WHAT IS BEING ASKED — Revise the records starting at the line that contains "If you could point out the woman" and ending at the line that contains "(1114, 279)": change "hinge" to "latch" and keep everything else identical. Return only those lines.

SUPPLIED DATA —

::::::::

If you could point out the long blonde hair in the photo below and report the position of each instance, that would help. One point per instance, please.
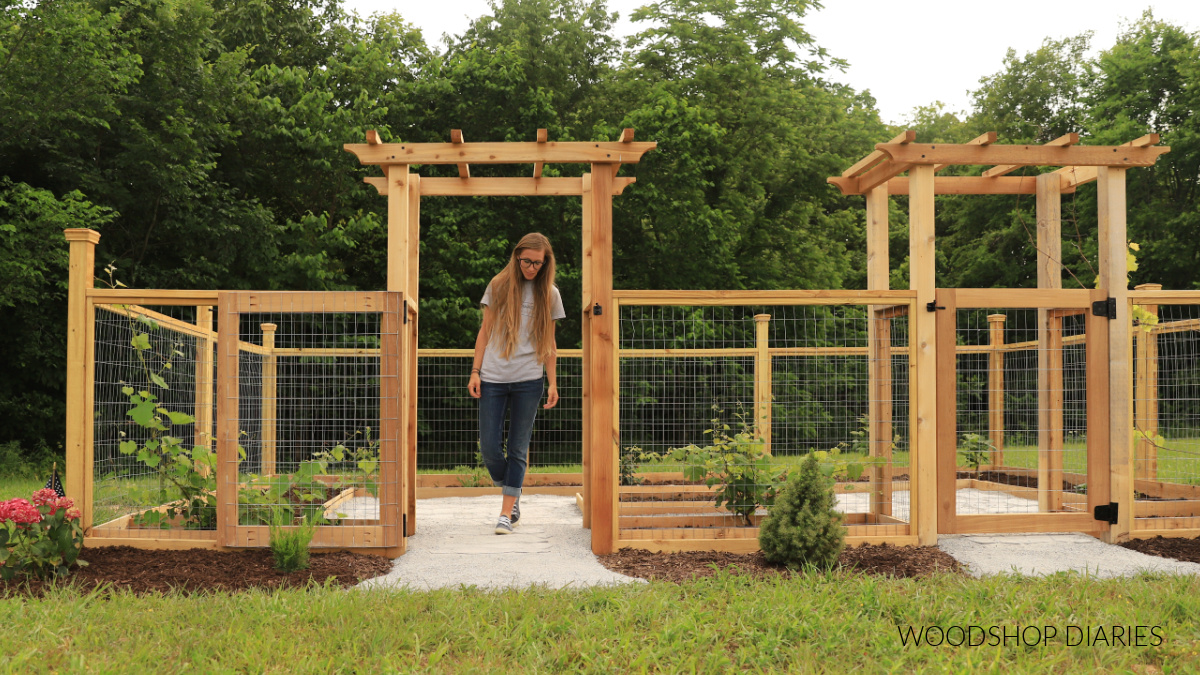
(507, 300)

::::::::

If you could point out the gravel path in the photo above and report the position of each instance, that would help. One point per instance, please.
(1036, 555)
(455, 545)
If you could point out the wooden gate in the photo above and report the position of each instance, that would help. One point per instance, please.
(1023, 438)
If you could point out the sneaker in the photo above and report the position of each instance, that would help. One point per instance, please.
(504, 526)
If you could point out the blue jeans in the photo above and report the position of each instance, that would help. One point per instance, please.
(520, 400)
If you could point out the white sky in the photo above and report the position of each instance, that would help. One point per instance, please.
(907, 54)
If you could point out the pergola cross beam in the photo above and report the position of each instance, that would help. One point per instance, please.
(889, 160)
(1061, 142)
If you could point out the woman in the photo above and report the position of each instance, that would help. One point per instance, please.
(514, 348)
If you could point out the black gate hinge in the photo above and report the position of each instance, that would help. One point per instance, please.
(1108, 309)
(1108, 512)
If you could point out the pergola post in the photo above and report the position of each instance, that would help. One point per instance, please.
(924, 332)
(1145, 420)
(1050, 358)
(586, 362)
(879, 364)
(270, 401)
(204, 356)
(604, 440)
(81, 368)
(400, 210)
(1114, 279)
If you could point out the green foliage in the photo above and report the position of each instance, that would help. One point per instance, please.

::::::::

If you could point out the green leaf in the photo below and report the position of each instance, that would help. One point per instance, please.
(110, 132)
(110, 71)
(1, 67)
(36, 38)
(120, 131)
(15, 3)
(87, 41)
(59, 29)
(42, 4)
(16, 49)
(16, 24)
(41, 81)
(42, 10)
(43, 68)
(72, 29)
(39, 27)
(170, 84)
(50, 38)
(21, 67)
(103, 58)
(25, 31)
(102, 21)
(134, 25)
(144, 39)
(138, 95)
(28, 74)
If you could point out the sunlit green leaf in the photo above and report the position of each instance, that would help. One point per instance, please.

::::::::

SOLUTION FOR THIS TASK —
If you could point out the woman in the photo above and report the position of each instance, that would help. One point per instance, please.
(514, 348)
If you could point out the black gate latch in the photo above and report the position of each instance, that would help. One point per instance, please.
(1108, 309)
(1108, 512)
If you could point out the pergola post in the photo above and report the position of each instance, that would help. One point per instance, please.
(924, 332)
(1145, 420)
(1050, 358)
(586, 362)
(879, 364)
(270, 401)
(204, 356)
(604, 440)
(81, 368)
(400, 210)
(1114, 279)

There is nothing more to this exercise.